Records supplied.
'''

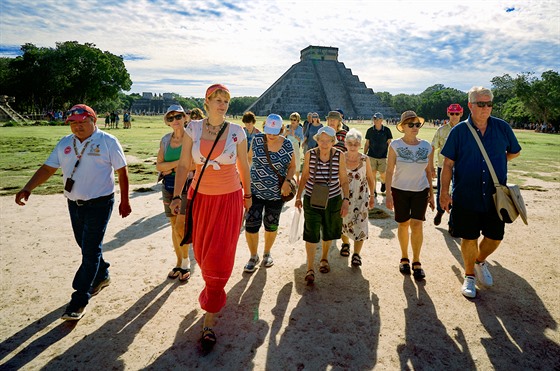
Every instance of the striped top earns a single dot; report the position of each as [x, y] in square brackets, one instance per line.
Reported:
[321, 169]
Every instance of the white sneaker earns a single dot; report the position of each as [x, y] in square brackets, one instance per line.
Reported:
[267, 260]
[483, 274]
[469, 287]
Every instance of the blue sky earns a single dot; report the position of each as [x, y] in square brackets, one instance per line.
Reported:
[399, 46]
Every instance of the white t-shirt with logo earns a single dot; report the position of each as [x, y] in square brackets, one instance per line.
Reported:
[94, 177]
[412, 161]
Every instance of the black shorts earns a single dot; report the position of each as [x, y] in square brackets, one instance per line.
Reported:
[470, 224]
[265, 212]
[410, 205]
[327, 221]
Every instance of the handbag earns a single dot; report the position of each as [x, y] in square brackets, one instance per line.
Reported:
[507, 198]
[187, 239]
[320, 194]
[281, 179]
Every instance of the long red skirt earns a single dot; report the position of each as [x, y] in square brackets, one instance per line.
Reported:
[217, 224]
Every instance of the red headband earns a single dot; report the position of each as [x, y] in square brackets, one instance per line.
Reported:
[215, 87]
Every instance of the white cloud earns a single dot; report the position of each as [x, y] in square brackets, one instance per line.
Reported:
[397, 46]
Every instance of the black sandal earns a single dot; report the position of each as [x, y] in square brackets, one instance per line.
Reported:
[208, 339]
[404, 266]
[356, 260]
[345, 249]
[310, 277]
[418, 272]
[182, 274]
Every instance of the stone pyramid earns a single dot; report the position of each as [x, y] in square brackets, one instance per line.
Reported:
[320, 83]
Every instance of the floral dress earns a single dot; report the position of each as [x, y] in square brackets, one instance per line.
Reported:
[355, 223]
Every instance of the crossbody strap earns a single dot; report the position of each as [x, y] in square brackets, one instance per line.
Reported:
[269, 160]
[484, 154]
[317, 158]
[207, 159]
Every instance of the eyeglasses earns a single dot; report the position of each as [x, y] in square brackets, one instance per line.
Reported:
[78, 111]
[176, 117]
[482, 104]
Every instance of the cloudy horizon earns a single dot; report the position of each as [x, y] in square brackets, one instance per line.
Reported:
[397, 46]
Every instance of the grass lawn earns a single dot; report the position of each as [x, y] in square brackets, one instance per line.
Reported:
[23, 149]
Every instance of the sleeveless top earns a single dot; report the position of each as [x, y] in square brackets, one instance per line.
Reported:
[321, 169]
[264, 181]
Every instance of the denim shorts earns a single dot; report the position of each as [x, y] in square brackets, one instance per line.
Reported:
[265, 212]
[409, 204]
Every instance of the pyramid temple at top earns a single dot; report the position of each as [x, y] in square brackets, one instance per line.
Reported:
[320, 83]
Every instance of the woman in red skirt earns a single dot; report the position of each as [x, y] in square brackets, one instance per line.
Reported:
[224, 190]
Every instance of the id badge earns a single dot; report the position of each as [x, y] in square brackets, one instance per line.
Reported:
[69, 184]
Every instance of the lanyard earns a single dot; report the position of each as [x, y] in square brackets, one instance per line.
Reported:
[79, 156]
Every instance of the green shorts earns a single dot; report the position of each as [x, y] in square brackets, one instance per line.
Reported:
[328, 221]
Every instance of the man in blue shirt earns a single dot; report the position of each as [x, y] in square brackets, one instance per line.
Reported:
[473, 209]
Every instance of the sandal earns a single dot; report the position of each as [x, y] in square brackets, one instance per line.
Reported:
[418, 272]
[208, 339]
[345, 249]
[356, 260]
[175, 272]
[310, 277]
[404, 266]
[184, 274]
[325, 268]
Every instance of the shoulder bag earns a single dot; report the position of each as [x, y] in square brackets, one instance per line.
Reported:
[320, 193]
[187, 239]
[281, 179]
[508, 200]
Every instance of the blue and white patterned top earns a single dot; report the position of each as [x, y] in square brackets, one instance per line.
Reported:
[264, 181]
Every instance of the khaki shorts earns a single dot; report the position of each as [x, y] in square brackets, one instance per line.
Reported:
[379, 164]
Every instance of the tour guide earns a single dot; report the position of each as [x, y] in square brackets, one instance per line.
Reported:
[88, 159]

'''

To be done. Rewrite all of the records above with "earns a single dot" changed to "gets exactly one dot" and everything else left as it is. Omit the pictures.

The completed task.
Every instance of the striped top gets exactly one dot; report the position of each as [x, y] in square brackets, one instance per line.
Reported:
[321, 169]
Every instance of the white sneaker gets exactly one dot; report the position of each as [x, y] in square brackets, one instance per line.
Reported:
[267, 260]
[483, 274]
[469, 287]
Every instance of the blue sky gets exactly one dot; report the position of each as [x, y] in square brackets, one instance per line.
Reported:
[399, 46]
Every instance of the white t-shirt with logo gets exactly one dot; report the position of each as [x, y] in square brackets, one instance per line.
Reported:
[94, 177]
[412, 161]
Every instance of the black shorts gets exactly one dot; report the position of each as [x, y] in square brackets, one instance per line.
Reported:
[470, 224]
[265, 212]
[410, 205]
[327, 221]
Every instance of the handbag gets exactly one dot; report the position of each as [x, y] in square brackets, one instance per line.
Reported:
[507, 198]
[187, 239]
[320, 194]
[281, 179]
Every instance of the long red skirt gets exactly one dot; report the position of each as [x, y] in square brackets, one instance per line.
Reported:
[217, 224]
Every instance of the red headband gets exactly one dot; report the position of each as [x, y] in square brackets, one instance per line.
Reported:
[215, 87]
Every instance of the white cloud gets exactly one dot; report the position of each as [x, y] in square brackets, one instance per line.
Reported:
[397, 46]
Every instance of the black sandal gets exactly one dot; report the position of each as [x, y] in square brackets, one instance per line.
Reported:
[208, 339]
[404, 266]
[356, 260]
[345, 249]
[310, 277]
[418, 272]
[182, 274]
Every instance of the stone pyramid gets exactly one dot; report the position of each as [x, y] in square brackets, one instance per line.
Reported:
[320, 83]
Every instance of the floral dress gets exactly one dot; report the position of each as [x, y] in square brackets, one instance per line.
Reported:
[355, 223]
Every instance of the crossbody strap gets exactly one dot; report the position of each as [x, y] in square brackets, one instance per line.
Reported:
[269, 160]
[484, 154]
[317, 158]
[207, 159]
Every instance of the eyeglasses gets exactly one dot; report the position of each as [x, y] in square brackets, one instance per line.
Reported:
[78, 111]
[176, 117]
[482, 104]
Every instance of the cloudy horizon gets exactly one dot; report the position of each as [x, y] in square brackets, one instance per line.
Reported:
[397, 46]
Every instance of the grass lawn gets exactly one dot; report the position of each as [x, y] in square brackets, one instance per line.
Reported:
[23, 149]
Every instance of the sleeveless top gets exactly one dot; report the position of each as [x, y] in square brackets, one instance per line.
Reported:
[321, 169]
[264, 181]
Every instance of the denim shorts gets exactly one dot; report the position of each as [x, y] in square brackets, one instance per line.
Reported:
[265, 212]
[409, 204]
Every instance of the pyramid temple at top gets exactly one dot; report the position of each as [x, y] in square brackets, one instance per line.
Reported:
[320, 83]
Every instance of the woman in red skirt gets exactly one dot; report the position of each as [x, y] in square brackets, one instance per line.
Reported:
[224, 190]
Every instance of the id badge gets exactly one dot; report the position of each as [x, y] in square brackets, one instance per line.
Reported:
[69, 184]
Every instance of the lanyard gets exactly one dot; report the position of each as [x, y] in square brackets, one instance per line.
Reported:
[79, 156]
Every instance of the green shorts gets exactly one dot; report the position of each as [x, y] in square brackets, one instance per line.
Reported:
[328, 221]
Every instance of the man in blue shirt gets exactly one dot; report the position of each as [x, y] in square brackets, one instance per line.
Reported:
[473, 209]
Every instance of the sandal gets exactly one dot; report the position of each as [x, y] in square brackets, one instance per line.
Reported:
[418, 272]
[208, 339]
[345, 249]
[356, 260]
[175, 272]
[310, 277]
[404, 266]
[184, 274]
[325, 268]
Every instance of the shoulder bag gets exactly one dot; report the position of each as [x, y] in square brackets, one instance per line.
Reported:
[320, 193]
[187, 239]
[281, 179]
[508, 200]
Every instance of the blue and white patterned top gets exactly one dot; report the position of each as [x, y] in square brackets, one instance per line.
Reported:
[264, 181]
Every instance of the khaki shorts gets exactly one dot; report the position of each as [x, y] in square brackets, one instance per line.
Reported:
[379, 164]
Every instance of the tour guide gets exactly one dot; report the position of each as [x, y] in square brackets, one instance per line.
Reported:
[88, 159]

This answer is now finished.